== Material provided
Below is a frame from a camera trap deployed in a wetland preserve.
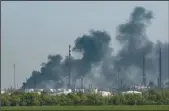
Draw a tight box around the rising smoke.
[23,6,169,89]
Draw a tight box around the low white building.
[1,90,5,94]
[75,89,85,93]
[23,89,41,94]
[99,91,111,97]
[34,89,43,92]
[90,88,98,93]
[133,85,149,90]
[24,89,34,93]
[122,91,142,95]
[51,89,72,95]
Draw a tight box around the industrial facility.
[2,44,167,97]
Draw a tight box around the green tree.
[79,93,88,105]
[11,94,21,106]
[41,93,52,105]
[24,93,40,106]
[60,94,70,106]
[1,94,11,106]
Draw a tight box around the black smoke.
[113,7,155,85]
[23,6,169,89]
[72,30,112,77]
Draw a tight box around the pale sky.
[1,1,168,89]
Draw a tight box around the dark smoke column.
[115,6,154,85]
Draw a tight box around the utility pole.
[142,54,146,86]
[168,46,169,88]
[168,48,169,89]
[168,44,169,89]
[14,64,16,90]
[68,45,71,89]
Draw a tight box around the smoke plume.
[23,6,169,89]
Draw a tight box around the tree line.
[1,89,169,106]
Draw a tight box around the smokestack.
[81,78,83,89]
[13,64,16,90]
[73,79,76,91]
[157,77,160,88]
[159,47,162,88]
[34,77,36,89]
[142,54,146,86]
[120,79,123,89]
[117,68,120,81]
[25,78,28,89]
[68,45,71,89]
[73,84,75,92]
[117,67,120,89]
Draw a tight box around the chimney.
[68,45,71,89]
[142,54,146,86]
[159,47,162,88]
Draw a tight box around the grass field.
[1,105,169,110]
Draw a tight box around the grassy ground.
[1,105,169,110]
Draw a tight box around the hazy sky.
[1,1,168,89]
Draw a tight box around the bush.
[1,89,169,106]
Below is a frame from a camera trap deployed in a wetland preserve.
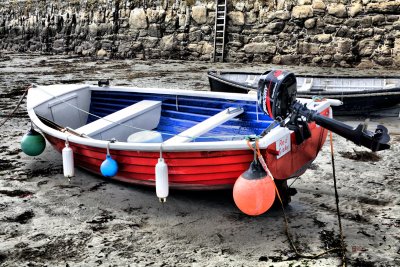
====
Problem statement: Retype the lines starting with the one that holds "Draw a tight box around the smokestack." and ending with the last line of the data above, both included; skip the pictures.

Reply to the exercise:
Draw a tight box around the smokestack.
[81,78,83,89]
[13,64,16,90]
[73,79,76,91]
[157,77,160,88]
[159,47,162,88]
[34,77,36,89]
[142,54,146,86]
[120,79,123,89]
[117,68,120,81]
[25,78,28,89]
[68,45,71,89]
[73,84,75,92]
[117,67,120,89]
Draw a tight box around the chimney.
[68,45,71,89]
[142,54,146,86]
[159,47,162,88]
Draw a tight box around the grass field.
[1,105,169,110]
Draw a tight box around the grassy ground.
[1,105,169,110]
Draw a tight box around the hazy sky.
[1,1,168,89]
Draw a tight box around the bush.
[1,89,169,106]
Below is a frame from a camera trap deployed in a wetland preserve.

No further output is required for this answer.